* What you will do *
The response should be the complete listing below, unchanged.

* Record excerpts *
↓
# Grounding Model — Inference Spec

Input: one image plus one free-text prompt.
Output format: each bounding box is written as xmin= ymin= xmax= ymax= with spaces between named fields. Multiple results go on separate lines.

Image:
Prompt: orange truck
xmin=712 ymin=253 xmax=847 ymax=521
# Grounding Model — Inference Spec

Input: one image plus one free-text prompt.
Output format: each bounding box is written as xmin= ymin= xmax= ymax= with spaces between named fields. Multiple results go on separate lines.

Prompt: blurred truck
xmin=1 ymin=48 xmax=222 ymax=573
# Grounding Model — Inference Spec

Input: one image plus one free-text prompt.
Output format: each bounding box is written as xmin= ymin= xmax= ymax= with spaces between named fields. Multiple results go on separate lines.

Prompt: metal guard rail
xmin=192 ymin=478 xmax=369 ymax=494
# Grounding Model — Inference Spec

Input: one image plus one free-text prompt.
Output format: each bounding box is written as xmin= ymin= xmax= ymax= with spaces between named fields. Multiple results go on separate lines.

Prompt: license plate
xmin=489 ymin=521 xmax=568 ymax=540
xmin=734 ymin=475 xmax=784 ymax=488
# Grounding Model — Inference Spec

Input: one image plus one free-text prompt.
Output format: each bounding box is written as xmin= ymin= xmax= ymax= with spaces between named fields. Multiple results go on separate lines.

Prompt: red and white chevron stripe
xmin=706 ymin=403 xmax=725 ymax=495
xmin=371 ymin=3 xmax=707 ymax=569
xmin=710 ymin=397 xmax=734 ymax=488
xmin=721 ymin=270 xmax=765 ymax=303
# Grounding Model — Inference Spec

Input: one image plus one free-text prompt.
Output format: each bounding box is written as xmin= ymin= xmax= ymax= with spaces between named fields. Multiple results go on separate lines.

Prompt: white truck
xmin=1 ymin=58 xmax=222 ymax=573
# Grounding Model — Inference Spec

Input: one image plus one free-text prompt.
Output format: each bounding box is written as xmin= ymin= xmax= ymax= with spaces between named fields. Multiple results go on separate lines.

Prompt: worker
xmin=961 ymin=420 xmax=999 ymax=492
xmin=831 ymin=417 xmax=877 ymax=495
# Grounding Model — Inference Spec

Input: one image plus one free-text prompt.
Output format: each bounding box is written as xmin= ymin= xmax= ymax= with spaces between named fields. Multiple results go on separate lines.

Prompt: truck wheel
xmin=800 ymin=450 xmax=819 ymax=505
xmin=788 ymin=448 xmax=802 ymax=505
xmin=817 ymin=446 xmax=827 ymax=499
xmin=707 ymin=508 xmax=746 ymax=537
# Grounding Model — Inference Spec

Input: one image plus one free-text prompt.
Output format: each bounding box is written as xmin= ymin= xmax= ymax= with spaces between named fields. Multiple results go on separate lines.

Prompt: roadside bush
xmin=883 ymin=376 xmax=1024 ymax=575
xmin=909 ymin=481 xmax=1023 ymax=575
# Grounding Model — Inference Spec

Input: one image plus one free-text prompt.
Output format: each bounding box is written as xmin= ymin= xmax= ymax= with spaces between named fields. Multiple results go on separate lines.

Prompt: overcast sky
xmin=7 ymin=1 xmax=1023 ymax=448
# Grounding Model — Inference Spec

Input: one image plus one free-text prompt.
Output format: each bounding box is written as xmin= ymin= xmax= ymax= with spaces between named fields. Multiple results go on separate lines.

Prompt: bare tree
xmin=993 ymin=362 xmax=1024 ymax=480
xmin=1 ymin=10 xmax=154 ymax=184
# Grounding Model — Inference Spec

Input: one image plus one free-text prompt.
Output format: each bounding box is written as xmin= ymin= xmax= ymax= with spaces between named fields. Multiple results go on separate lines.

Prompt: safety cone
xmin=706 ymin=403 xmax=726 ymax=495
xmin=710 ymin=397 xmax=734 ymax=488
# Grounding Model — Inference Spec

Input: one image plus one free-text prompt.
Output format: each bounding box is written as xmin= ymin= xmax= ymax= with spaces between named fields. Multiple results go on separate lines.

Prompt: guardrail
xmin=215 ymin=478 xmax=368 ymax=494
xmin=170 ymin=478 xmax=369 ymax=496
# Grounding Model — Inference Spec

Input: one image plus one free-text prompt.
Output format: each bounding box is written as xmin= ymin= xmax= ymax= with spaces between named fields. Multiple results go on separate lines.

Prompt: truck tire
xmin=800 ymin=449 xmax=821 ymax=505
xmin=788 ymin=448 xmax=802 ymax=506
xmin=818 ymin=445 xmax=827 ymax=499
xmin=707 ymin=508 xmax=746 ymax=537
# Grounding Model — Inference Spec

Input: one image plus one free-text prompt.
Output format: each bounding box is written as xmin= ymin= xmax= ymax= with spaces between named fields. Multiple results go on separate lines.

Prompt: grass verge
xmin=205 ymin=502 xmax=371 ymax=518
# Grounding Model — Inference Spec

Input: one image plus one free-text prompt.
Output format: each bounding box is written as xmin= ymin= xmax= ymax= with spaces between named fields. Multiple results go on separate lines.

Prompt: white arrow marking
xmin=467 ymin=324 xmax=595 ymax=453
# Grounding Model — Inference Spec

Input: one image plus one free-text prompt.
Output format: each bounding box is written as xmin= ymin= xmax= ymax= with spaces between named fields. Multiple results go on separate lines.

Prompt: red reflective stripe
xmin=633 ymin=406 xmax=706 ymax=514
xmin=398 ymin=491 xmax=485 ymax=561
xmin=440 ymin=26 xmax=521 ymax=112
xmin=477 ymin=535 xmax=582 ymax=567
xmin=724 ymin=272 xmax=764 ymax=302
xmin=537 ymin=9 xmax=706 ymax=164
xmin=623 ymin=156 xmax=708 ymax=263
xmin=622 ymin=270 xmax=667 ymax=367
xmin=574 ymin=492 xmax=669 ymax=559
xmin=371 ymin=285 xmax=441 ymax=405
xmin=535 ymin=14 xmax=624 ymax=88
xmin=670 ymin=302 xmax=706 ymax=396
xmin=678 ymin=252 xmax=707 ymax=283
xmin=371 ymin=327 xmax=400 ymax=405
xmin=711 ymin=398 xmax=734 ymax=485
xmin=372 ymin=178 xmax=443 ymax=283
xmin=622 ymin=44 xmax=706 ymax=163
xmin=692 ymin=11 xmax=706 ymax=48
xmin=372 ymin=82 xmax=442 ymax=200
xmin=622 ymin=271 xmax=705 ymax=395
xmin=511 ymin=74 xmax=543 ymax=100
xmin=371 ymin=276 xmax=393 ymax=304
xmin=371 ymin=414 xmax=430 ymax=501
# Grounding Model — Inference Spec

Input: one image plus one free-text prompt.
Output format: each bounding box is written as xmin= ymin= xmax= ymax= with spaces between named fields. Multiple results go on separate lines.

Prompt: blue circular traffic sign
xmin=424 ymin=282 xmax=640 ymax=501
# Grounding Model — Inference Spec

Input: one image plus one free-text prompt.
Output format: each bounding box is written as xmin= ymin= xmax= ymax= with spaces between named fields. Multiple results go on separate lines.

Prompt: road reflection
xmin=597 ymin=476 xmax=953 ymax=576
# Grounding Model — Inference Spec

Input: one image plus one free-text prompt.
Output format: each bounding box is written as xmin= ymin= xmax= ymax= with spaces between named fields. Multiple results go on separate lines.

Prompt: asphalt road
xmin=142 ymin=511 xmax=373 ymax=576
↑
* Output below *
# Grounding Model — Inference Spec

Input: one image plus one free-text prompt.
Output format: each bounding box is written as xmin= ymin= xmax= ymax= with spaces between named fields. Multiple results go on separate lines.

Image:
Prompt: orange truck
xmin=712 ymin=253 xmax=847 ymax=521
# Grounding Model — Inference Spec

Input: one image plus one free-text prompt.
Output format: each bounding box is written as xmin= ymin= xmax= ymax= with spaces between named fields. Multiple results go on separate lines.

Prompt: blurred truck
xmin=1 ymin=48 xmax=222 ymax=573
# Grounding Model — Inference Spec

Input: one image plus one free-text prompt.
Output format: each bounding box is written as xmin= ymin= xmax= ymax= with spaces between named fields. Multiple results go on separate lines.

Prompt: metal guard rail
xmin=192 ymin=478 xmax=369 ymax=494
# Grounding Model — Inference Spec

Input: one image plus one free-text prompt.
Output format: each bounding box is written as xmin= ymin= xmax= ymax= with spaces between named fields. Multiple results go on separate lines.

Prompt: license plate
xmin=489 ymin=521 xmax=568 ymax=540
xmin=734 ymin=475 xmax=784 ymax=488
# Grounding Model — Inference Spec

Input: one image plus one free-text prompt.
Output format: each bounding box is written as xmin= ymin= xmax= ymax= with spaces between named fields. Multiple results go on separate lines.

Prompt: red and white chevron stripe
xmin=706 ymin=403 xmax=725 ymax=495
xmin=371 ymin=3 xmax=707 ymax=569
xmin=710 ymin=397 xmax=734 ymax=488
xmin=721 ymin=270 xmax=765 ymax=303
# Grounding Model — Inference Spec

Input: one image plus one free-text prompt.
Output format: each bounding box is written as xmin= ymin= xmax= ymax= with spaces between named fields. Multiple results go on separate lines.

Prompt: white truck
xmin=1 ymin=58 xmax=222 ymax=573
# Grounding Model — Inference Spec

Input: one image plus one free-text prompt.
Output format: each bounding box is written as xmin= ymin= xmax= ymax= with spaces between named fields. Multiple results go on separate lines.

Prompt: worker
xmin=961 ymin=420 xmax=999 ymax=492
xmin=831 ymin=417 xmax=877 ymax=495
# Grounding Model — Inference Spec

Input: one image plus one free-text prompt.
Output format: each bounding box is written as xmin= ymin= xmax= ymax= with spaces between named fields. Multiple results go on separate lines.

Prompt: truck wheel
xmin=800 ymin=450 xmax=819 ymax=505
xmin=788 ymin=448 xmax=802 ymax=505
xmin=817 ymin=446 xmax=827 ymax=499
xmin=707 ymin=508 xmax=746 ymax=537
# Grounding Model — Inference Spec

Input: one image plus one free-text prompt.
Output format: each bounding box is written as xmin= ymin= xmax= ymax= with spaces between named fields. Multiple results go on separate lines.

Prompt: roadside bush
xmin=883 ymin=376 xmax=1024 ymax=575
xmin=909 ymin=481 xmax=1023 ymax=575
# Grounding Model — Inference Spec

Input: one image plus one free-text prompt.
Output format: each bounding box is written as xmin= ymin= xmax= ymax= with spaces between named fields. Multiple results go on separate lines.

Prompt: overcast sky
xmin=7 ymin=1 xmax=1023 ymax=448
# Grounding Model — Inference Spec

Input: one image plus one free-text prompt.
Output format: each bounding box is written as xmin= ymin= xmax= ymax= with spaces between named fields. Multiple results go on separate lines.

Prompt: bare tree
xmin=993 ymin=362 xmax=1024 ymax=480
xmin=1 ymin=10 xmax=154 ymax=184
# Grounding Model — Inference Spec

Input: one image plus one free-text prompt.
Output format: each bounding box is written as xmin= ymin= xmax= ymax= with spaces between named fields. Multiple results go on separate lines.

Prompt: safety cone
xmin=706 ymin=403 xmax=726 ymax=495
xmin=710 ymin=397 xmax=734 ymax=488
# Grounding Model — Inference Spec

Input: one image plus one free-text prompt.
Output format: each bounding box is written as xmin= ymin= xmax= ymax= with spaces between named fields. Multiple results go on separate lines.

Prompt: guardrail
xmin=215 ymin=478 xmax=368 ymax=494
xmin=170 ymin=478 xmax=369 ymax=496
# Grounding Model — Inference Spec

Input: one image plus one free-text prompt.
Output format: each bounding box is written as xmin= ymin= xmax= ymax= with spaces between named fields. Multiple results go on separate lines.

Prompt: truck tire
xmin=800 ymin=449 xmax=821 ymax=505
xmin=788 ymin=448 xmax=802 ymax=506
xmin=818 ymin=445 xmax=827 ymax=499
xmin=707 ymin=508 xmax=746 ymax=537
# Grounding Model — Inference Spec

Input: one image plus one free-text prompt.
Output format: each bounding box is written as xmin= ymin= xmax= ymax= with spaces between named fields. Multiple results go on separate lines.

Prompt: grass verge
xmin=205 ymin=502 xmax=371 ymax=518
# Grounding Model — Inference Spec

Input: one image plus one free-text prompt.
Output format: each bounding box is written as xmin= ymin= xmax= ymax= with spaces between named fields. Multiple results go on separate lines.

Prompt: white arrow marking
xmin=467 ymin=324 xmax=595 ymax=453
# Grounding Model — Inference Spec

Input: one image plus one free-text prompt.
Output format: each bounding box is written as xmin= ymin= xmax= ymax= with spaces between named fields. Multiple results go on separate lines.

Prompt: red reflective stripe
xmin=633 ymin=406 xmax=706 ymax=514
xmin=398 ymin=491 xmax=485 ymax=561
xmin=440 ymin=26 xmax=521 ymax=112
xmin=477 ymin=535 xmax=582 ymax=567
xmin=724 ymin=272 xmax=764 ymax=302
xmin=537 ymin=9 xmax=706 ymax=164
xmin=623 ymin=156 xmax=708 ymax=263
xmin=622 ymin=270 xmax=667 ymax=367
xmin=574 ymin=492 xmax=669 ymax=559
xmin=371 ymin=285 xmax=441 ymax=405
xmin=535 ymin=14 xmax=624 ymax=88
xmin=670 ymin=302 xmax=706 ymax=396
xmin=678 ymin=252 xmax=707 ymax=283
xmin=371 ymin=327 xmax=400 ymax=405
xmin=711 ymin=398 xmax=734 ymax=485
xmin=372 ymin=178 xmax=443 ymax=283
xmin=622 ymin=44 xmax=706 ymax=163
xmin=692 ymin=11 xmax=706 ymax=48
xmin=372 ymin=82 xmax=442 ymax=200
xmin=622 ymin=271 xmax=705 ymax=395
xmin=511 ymin=74 xmax=543 ymax=100
xmin=371 ymin=276 xmax=393 ymax=304
xmin=371 ymin=414 xmax=430 ymax=501
# Grounding Model — Inference Spec

Input: one image plus one free-text prompt.
Output format: each bounding box is written as xmin= ymin= xmax= ymax= with spaces between named fields. Multiple results go on separate lines.

Prompt: blue circular traffic sign
xmin=424 ymin=282 xmax=640 ymax=501
# Grounding Model — Inference Spec

Input: one image plus one free-text prompt.
Output format: each bounding box is written as xmin= ymin= xmax= ymax= with spaces between named fields. Multiple results go on separate lines.

Prompt: road reflection
xmin=597 ymin=476 xmax=953 ymax=576
# Grounding Model — Inference Spec

Input: one image plus one free-text prompt.
Output format: each bounding box is written as xmin= ymin= xmax= ymax= with spaces between named fields. Multiple results go on separate lines.

Prompt: asphalt road
xmin=142 ymin=511 xmax=373 ymax=576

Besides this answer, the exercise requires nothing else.